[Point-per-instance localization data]
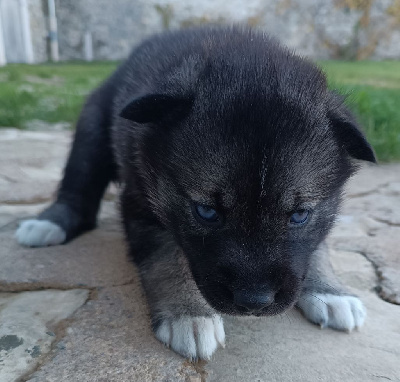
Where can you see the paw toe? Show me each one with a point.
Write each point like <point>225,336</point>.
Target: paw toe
<point>336,311</point>
<point>39,233</point>
<point>193,337</point>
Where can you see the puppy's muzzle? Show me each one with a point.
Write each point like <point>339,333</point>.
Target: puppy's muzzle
<point>253,302</point>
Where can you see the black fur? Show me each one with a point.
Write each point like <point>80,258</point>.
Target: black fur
<point>224,117</point>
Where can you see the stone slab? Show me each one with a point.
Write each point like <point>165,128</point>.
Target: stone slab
<point>370,224</point>
<point>31,164</point>
<point>288,348</point>
<point>27,321</point>
<point>110,340</point>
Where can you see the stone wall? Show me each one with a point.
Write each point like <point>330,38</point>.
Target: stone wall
<point>348,29</point>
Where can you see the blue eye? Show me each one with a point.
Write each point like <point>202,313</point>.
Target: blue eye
<point>205,214</point>
<point>299,217</point>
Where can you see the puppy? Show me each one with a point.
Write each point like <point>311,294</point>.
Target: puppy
<point>231,154</point>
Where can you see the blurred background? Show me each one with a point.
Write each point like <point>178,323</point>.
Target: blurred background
<point>54,52</point>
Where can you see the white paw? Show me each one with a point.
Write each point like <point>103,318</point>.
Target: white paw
<point>193,337</point>
<point>337,312</point>
<point>39,233</point>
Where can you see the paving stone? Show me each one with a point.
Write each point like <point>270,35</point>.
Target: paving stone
<point>31,164</point>
<point>288,348</point>
<point>110,340</point>
<point>26,323</point>
<point>382,248</point>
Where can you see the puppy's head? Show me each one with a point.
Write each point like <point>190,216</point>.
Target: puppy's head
<point>246,171</point>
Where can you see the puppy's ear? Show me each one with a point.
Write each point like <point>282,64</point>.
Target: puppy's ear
<point>155,107</point>
<point>347,130</point>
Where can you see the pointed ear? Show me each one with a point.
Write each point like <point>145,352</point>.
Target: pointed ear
<point>155,107</point>
<point>348,132</point>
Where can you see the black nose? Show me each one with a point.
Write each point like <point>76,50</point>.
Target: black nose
<point>253,301</point>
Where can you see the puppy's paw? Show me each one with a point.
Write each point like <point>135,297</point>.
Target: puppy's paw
<point>39,233</point>
<point>193,337</point>
<point>337,312</point>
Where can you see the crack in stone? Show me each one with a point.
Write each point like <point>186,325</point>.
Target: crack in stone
<point>384,221</point>
<point>59,332</point>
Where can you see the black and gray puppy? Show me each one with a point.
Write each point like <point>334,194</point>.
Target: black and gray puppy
<point>232,155</point>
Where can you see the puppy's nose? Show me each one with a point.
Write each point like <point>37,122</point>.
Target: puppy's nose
<point>253,301</point>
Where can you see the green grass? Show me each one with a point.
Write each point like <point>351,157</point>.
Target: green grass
<point>48,92</point>
<point>56,92</point>
<point>373,90</point>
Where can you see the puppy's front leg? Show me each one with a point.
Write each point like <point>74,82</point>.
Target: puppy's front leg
<point>324,300</point>
<point>181,318</point>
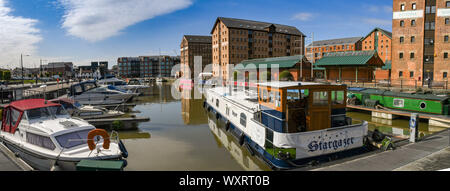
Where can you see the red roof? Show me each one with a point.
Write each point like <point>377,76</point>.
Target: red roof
<point>32,104</point>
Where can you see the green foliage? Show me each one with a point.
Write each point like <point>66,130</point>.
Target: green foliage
<point>117,125</point>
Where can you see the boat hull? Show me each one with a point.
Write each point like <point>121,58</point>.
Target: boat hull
<point>43,163</point>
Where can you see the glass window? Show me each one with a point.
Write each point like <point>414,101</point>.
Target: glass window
<point>338,97</point>
<point>37,113</point>
<point>40,141</point>
<point>73,139</point>
<point>320,98</point>
<point>243,120</point>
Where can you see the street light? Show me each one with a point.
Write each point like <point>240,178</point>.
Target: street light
<point>21,62</point>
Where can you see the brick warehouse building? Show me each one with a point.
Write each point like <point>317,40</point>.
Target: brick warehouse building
<point>147,66</point>
<point>235,40</point>
<point>191,46</point>
<point>317,49</point>
<point>421,30</point>
<point>381,41</point>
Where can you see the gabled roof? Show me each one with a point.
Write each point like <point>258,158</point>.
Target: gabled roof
<point>332,42</point>
<point>282,62</point>
<point>28,104</point>
<point>385,32</point>
<point>198,38</point>
<point>353,58</point>
<point>257,26</point>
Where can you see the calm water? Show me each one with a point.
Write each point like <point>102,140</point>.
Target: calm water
<point>182,136</point>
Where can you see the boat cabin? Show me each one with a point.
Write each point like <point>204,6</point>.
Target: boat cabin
<point>294,107</point>
<point>80,88</point>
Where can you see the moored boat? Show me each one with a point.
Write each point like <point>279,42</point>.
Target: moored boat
<point>44,135</point>
<point>288,122</point>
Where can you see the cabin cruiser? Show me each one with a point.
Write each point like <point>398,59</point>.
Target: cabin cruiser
<point>89,93</point>
<point>122,85</point>
<point>288,122</point>
<point>85,112</point>
<point>44,135</point>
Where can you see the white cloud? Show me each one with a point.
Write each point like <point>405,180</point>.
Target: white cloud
<point>18,35</point>
<point>96,20</point>
<point>374,21</point>
<point>303,16</point>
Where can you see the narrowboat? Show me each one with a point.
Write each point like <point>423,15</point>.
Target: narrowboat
<point>413,102</point>
<point>288,122</point>
<point>44,135</point>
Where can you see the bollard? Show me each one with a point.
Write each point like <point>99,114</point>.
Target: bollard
<point>413,128</point>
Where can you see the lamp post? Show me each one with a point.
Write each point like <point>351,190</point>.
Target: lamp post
<point>21,62</point>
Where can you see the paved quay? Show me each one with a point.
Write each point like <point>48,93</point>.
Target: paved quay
<point>430,154</point>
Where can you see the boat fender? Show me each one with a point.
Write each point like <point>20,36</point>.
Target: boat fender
<point>241,139</point>
<point>249,149</point>
<point>217,115</point>
<point>123,149</point>
<point>227,125</point>
<point>98,132</point>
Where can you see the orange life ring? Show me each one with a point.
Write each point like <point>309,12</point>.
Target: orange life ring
<point>98,132</point>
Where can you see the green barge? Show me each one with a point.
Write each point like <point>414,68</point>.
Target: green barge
<point>413,102</point>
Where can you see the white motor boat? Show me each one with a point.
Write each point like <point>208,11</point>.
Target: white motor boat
<point>44,135</point>
<point>89,93</point>
<point>122,85</point>
<point>76,109</point>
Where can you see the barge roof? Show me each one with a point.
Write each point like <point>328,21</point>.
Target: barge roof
<point>400,94</point>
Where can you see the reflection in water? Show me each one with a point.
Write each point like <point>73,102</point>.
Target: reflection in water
<point>240,154</point>
<point>396,127</point>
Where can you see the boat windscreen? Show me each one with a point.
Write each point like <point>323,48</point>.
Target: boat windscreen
<point>58,111</point>
<point>73,139</point>
<point>38,113</point>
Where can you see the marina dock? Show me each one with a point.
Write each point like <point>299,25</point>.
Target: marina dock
<point>430,153</point>
<point>9,162</point>
<point>434,120</point>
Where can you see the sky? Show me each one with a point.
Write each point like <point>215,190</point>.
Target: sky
<point>81,31</point>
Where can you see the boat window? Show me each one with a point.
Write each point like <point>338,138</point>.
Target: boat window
<point>57,111</point>
<point>40,141</point>
<point>73,139</point>
<point>14,117</point>
<point>337,97</point>
<point>37,113</point>
<point>293,95</point>
<point>320,98</point>
<point>265,95</point>
<point>243,120</point>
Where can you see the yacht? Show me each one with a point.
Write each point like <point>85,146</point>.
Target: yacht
<point>44,135</point>
<point>89,93</point>
<point>75,109</point>
<point>286,123</point>
<point>122,85</point>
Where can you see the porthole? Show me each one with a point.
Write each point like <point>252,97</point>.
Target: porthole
<point>423,105</point>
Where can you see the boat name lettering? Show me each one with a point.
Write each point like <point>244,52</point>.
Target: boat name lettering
<point>336,144</point>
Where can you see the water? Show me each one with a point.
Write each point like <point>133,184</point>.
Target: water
<point>182,136</point>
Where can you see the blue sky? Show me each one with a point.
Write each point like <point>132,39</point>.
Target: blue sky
<point>87,30</point>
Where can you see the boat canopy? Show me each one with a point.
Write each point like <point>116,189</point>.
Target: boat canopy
<point>13,113</point>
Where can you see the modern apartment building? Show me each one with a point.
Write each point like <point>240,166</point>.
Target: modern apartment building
<point>317,49</point>
<point>191,46</point>
<point>235,40</point>
<point>147,66</point>
<point>420,42</point>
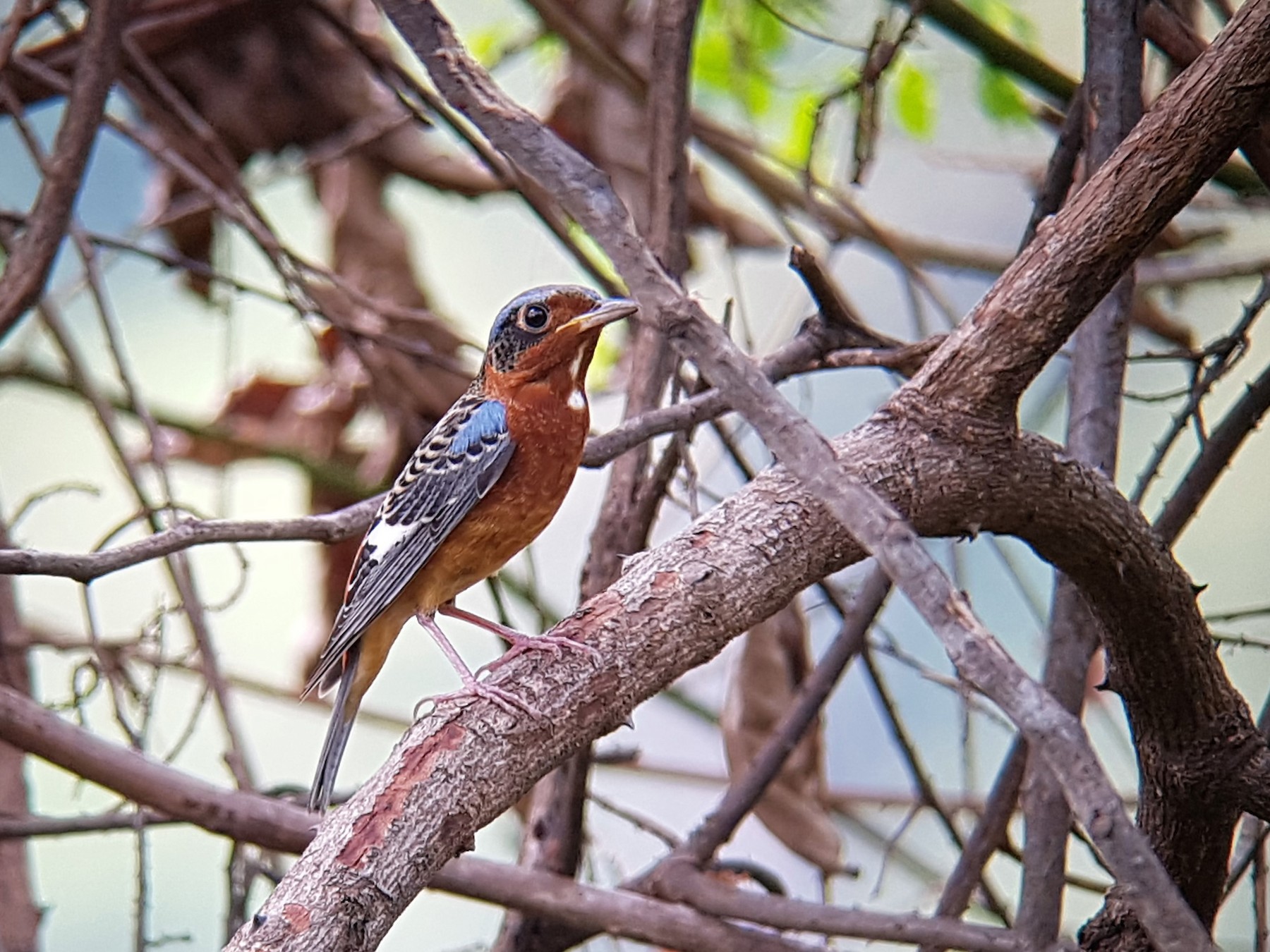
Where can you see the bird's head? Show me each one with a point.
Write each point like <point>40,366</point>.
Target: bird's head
<point>548,329</point>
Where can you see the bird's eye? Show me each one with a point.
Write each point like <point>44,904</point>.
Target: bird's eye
<point>533,317</point>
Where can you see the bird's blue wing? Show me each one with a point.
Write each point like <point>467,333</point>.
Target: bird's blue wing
<point>454,468</point>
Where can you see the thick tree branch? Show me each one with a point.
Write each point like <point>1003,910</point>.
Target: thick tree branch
<point>1113,106</point>
<point>1197,121</point>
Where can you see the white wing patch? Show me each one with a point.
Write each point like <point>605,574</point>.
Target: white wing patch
<point>382,536</point>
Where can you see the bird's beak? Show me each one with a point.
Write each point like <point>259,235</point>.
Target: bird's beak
<point>609,311</point>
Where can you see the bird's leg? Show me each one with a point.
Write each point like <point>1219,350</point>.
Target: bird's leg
<point>473,685</point>
<point>520,641</point>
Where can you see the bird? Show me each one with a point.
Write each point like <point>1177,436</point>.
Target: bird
<point>478,489</point>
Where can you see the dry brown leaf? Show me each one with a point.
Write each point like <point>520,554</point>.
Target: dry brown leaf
<point>774,661</point>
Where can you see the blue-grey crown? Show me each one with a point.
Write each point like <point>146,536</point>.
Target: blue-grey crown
<point>508,341</point>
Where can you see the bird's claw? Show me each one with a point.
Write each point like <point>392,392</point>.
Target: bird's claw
<point>479,690</point>
<point>555,644</point>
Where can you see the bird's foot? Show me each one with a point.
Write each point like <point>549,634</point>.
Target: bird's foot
<point>480,691</point>
<point>473,685</point>
<point>521,644</point>
<point>520,641</point>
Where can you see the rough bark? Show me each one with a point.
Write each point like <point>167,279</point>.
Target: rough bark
<point>1113,104</point>
<point>19,924</point>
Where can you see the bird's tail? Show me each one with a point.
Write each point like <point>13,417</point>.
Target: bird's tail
<point>337,736</point>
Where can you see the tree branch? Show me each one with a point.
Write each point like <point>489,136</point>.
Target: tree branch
<point>97,63</point>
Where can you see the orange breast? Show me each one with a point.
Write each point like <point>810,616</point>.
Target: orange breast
<point>549,437</point>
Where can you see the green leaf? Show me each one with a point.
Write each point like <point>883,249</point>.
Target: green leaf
<point>797,147</point>
<point>1003,18</point>
<point>488,44</point>
<point>914,99</point>
<point>1001,98</point>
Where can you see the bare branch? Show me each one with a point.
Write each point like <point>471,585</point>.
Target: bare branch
<point>32,257</point>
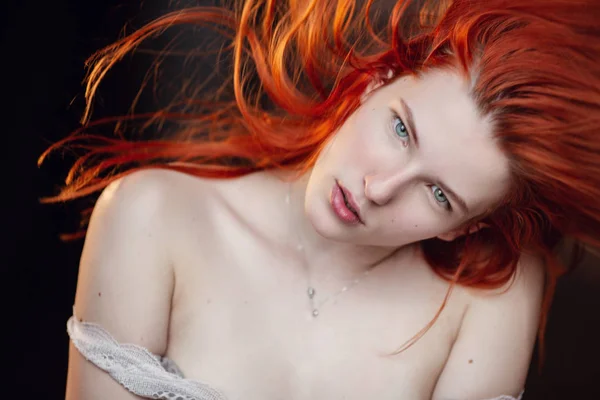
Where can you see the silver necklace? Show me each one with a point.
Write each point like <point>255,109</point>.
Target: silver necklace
<point>311,292</point>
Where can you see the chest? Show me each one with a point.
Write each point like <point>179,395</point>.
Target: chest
<point>241,321</point>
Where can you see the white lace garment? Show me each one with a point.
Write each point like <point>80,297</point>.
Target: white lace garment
<point>141,372</point>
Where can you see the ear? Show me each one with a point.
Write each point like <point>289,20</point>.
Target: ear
<point>374,85</point>
<point>453,234</point>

[WHAT YOU NEED TO DO]
For this exercise, copy the lines from the one that contains "Where can you see the white lace" through the last line of the records, exactly and only those.

[TASK RESULT]
Where can you see the white lace garment? Show me each one with a point.
Write each point like <point>80,297</point>.
Target: white lace garment
<point>141,372</point>
Where can you see the ear? Show me each one with a point.
Write each point like <point>289,20</point>.
Target: ear
<point>374,85</point>
<point>453,234</point>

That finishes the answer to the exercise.